··· PAGE EXTRACT

In my past blog articles, I wrote about the integration of Antrea with NSX-T and how to implement NSX ALB as ingress controller for a K8s cluster.
This blog is about the integration of NSX-T and NSX ALB as a combined solution the networking within Tanzu and K8s.
If you read this blog, you will learn what is required to deploy Tanzu with NSX-T and NSX ALB and how to deploy it. As a prerequisite you should already know how to deploy NSX-T and NSX ALB, since this will not be covered.
Since vSphere with Tanzu is available the best practices for the deployment changed several times. Starting with vSphere 7 it was possible to deploy vSphere with Tanzu in the following two flavors.
Few years ago, VMware by Broadcom bought AVI Vantage as an advanced Load Balancing solution to increase the feature set for Load Balancing requirements in the product line of VMware NSX. Starting with vCenter 7 update 2 VMware added NSX ALB (previously AVI Vantage) as a new flavor for the vSphere with Tanzu deployment and HA proxy was no longer officially supported.
Also, VMware by Broadcom announced the deprecation of the native NSX-T Load Balancer and the replacement of it with the NSX ALB. This does also mean all customers who are using the flavor with the NSX-T integration will be forced to migrate the Load Balancing features towards NSX ALB after some time, but the combined integration was not available for a while, but it was already possible to take advantage of NSX ALB as a K8s ingress controller as described in the blog article mentioned above.
Since September 2023 it is finally possible to combine the features of NSX ALB and NSX-T Datacenter for the deployment of vSphere with Tanzu. My recommendation for all future deployments of vSphere with Tanzu is to use this combined flavor of the integration, because NSX-T native Load Balancer will be removed in the NSX releases 5.x and a migration from other flavors of the integration might be challenging. So, if you fulfill the requirements mentioned in the next section you should take advantage of the combined integration and if not, you should plan the upgrade of your environment to fulfill the requirements.
The deployment of vSphere with Tanzu based on the combined integration with NSX-T and NSX ALB is recommended from my point of view, but you need to fulfill the following requirements to take advantage of the combined integration.
The networks might be different based on your decision if you want to use NAT to hide the Namespace CIDR or if you want to have the Namespace CIDR routed.
If you are using NAT, you require a Egress CIDR and the Namespace CIDR will not be routed, otherwise the Egress CIDR is not required but the Namespace CIDR have to be routable.

······

TASKS ▸
a) Quote the Tanzu networking blog post word for word, starting at "This blog is" and ending at "not be covered.".
b) According to the Tanzu networking blog post, since when has it been possible to combine NSX ALB and NSX-T Datacenter for a vSphere with Tanzu deployment?

··· DATA SECTION

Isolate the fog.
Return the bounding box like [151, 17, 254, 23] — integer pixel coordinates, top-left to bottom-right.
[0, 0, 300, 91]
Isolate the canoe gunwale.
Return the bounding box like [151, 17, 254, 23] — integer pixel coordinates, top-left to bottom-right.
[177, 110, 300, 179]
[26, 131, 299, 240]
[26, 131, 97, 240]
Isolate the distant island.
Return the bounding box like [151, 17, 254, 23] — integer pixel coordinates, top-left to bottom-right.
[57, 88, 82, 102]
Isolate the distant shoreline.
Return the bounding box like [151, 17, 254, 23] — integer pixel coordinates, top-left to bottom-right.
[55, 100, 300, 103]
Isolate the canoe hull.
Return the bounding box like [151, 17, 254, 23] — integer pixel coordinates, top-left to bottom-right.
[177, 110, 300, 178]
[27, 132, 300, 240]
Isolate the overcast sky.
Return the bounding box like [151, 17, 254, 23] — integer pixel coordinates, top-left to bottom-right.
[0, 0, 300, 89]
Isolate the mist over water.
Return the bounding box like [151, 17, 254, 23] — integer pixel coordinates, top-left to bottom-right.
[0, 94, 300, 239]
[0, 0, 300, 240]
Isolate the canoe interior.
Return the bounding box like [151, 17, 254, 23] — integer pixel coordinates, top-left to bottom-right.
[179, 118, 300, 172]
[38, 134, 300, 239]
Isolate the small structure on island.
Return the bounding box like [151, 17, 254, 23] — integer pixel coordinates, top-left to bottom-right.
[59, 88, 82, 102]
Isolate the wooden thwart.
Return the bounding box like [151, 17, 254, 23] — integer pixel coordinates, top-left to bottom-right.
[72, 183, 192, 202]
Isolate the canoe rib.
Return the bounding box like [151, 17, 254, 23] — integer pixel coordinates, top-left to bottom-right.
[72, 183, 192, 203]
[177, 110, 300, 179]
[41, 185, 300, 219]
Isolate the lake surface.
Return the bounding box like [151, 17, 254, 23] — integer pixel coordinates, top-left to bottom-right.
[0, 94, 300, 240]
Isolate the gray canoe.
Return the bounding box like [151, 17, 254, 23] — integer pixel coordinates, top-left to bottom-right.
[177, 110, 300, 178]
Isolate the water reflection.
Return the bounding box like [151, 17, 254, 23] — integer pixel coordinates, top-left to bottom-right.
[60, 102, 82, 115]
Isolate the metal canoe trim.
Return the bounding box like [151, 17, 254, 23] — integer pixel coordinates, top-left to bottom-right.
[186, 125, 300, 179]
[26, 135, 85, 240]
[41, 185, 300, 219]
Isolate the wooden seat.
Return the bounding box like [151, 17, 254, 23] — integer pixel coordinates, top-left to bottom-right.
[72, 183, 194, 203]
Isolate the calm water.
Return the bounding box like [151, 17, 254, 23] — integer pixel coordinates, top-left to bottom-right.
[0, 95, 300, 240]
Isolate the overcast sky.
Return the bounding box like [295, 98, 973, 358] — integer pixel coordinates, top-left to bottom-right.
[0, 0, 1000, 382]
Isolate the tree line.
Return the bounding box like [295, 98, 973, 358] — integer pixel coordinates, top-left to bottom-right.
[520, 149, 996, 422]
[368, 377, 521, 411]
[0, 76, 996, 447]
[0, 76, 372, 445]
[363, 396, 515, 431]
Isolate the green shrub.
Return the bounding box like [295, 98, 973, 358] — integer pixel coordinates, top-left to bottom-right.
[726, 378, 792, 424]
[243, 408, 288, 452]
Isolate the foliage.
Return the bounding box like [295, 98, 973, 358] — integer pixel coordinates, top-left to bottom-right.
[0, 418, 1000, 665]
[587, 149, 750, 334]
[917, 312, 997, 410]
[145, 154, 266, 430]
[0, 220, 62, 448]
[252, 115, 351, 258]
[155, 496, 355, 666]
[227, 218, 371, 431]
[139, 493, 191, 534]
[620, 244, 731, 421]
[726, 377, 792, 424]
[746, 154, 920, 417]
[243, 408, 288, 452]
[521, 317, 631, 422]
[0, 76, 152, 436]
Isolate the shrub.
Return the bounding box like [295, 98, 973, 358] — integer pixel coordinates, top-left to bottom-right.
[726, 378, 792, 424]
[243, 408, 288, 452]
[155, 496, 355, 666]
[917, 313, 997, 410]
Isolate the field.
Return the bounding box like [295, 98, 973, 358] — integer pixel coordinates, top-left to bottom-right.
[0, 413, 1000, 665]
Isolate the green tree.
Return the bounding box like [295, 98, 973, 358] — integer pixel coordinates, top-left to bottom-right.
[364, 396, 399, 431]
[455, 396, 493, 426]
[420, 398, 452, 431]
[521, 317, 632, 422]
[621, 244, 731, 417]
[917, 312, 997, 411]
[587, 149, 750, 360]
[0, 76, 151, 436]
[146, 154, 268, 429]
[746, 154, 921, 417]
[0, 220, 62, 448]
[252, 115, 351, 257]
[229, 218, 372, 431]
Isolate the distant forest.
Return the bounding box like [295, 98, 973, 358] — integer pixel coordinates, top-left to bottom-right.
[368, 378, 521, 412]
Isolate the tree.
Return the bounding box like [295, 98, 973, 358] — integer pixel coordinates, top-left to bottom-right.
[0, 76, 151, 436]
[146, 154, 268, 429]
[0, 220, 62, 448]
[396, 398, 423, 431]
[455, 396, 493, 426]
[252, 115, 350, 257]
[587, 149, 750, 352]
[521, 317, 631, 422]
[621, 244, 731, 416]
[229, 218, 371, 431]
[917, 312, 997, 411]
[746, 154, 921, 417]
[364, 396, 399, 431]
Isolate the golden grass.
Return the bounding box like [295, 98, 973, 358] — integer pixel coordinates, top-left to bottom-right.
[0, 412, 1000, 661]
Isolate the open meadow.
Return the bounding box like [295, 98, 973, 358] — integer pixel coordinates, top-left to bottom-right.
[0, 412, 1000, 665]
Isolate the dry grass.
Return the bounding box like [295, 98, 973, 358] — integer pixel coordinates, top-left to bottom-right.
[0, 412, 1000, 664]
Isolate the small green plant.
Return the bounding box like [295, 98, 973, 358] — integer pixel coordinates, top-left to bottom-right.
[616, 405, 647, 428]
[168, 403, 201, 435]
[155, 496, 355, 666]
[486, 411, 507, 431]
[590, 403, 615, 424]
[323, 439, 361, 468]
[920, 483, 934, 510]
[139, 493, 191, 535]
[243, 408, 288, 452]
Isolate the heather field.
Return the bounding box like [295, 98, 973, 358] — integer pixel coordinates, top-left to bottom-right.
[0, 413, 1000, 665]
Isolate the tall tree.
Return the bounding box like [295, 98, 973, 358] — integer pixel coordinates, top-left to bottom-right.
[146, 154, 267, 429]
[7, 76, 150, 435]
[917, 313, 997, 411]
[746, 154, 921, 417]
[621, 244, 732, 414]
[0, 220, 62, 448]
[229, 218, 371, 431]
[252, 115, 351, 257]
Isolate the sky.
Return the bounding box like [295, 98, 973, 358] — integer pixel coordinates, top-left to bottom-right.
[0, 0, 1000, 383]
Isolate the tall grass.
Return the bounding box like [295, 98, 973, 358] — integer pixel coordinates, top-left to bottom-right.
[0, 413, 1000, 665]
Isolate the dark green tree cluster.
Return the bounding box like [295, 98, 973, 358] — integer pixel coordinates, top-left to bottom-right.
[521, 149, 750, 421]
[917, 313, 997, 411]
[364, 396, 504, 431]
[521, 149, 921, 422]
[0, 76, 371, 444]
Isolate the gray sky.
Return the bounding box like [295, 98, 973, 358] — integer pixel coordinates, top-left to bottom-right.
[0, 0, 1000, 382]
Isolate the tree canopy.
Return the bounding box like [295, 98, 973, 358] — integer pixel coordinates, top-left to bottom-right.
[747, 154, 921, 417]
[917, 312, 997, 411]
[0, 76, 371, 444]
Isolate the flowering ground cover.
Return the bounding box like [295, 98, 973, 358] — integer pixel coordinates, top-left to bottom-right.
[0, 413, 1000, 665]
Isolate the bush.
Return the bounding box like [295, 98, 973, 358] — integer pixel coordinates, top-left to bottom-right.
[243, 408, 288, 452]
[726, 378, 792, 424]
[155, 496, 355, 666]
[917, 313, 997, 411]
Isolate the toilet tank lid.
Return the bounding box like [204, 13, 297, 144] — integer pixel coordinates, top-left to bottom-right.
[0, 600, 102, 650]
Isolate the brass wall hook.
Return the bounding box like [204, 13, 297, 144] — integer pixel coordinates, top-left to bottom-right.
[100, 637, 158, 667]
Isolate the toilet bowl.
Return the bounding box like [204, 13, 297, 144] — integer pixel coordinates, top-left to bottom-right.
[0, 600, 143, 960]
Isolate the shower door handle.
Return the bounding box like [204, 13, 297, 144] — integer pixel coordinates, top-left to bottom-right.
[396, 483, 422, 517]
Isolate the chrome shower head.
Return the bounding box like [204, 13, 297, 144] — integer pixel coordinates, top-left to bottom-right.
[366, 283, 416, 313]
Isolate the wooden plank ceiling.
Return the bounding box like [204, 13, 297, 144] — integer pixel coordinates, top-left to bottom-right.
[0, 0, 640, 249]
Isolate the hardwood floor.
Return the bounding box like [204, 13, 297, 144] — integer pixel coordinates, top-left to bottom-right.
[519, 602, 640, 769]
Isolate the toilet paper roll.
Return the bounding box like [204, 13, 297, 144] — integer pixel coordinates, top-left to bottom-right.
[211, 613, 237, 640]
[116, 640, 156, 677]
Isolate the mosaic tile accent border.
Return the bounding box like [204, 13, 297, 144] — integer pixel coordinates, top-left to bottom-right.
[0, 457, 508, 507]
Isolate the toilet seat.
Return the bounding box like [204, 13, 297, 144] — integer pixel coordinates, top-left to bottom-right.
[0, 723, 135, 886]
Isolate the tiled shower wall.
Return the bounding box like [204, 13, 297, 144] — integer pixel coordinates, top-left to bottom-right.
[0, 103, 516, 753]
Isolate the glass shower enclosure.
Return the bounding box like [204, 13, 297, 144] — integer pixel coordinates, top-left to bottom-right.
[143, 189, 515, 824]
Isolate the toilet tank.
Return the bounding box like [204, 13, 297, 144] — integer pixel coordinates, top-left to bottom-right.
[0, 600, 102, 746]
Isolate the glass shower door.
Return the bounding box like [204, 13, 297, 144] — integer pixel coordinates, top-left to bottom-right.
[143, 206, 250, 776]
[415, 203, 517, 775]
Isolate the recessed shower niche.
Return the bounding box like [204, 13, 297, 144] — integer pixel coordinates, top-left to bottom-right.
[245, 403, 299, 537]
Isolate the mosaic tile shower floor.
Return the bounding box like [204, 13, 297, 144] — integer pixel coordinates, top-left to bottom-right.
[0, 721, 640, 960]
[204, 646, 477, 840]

······

SOLUTION LIST ▸
a)
This blog is about the integration of NSX-T and NSX ALB as a combined solution the networking within Tanzu and K8s.
If you read this blog, you will learn what is required to deploy Tanzu with NSX-T and NSX ALB and how to deploy it. As a prerequisite you should already know how to deploy NSX-T and NSX ALB, since this will not be covered.

b) Since September 2023.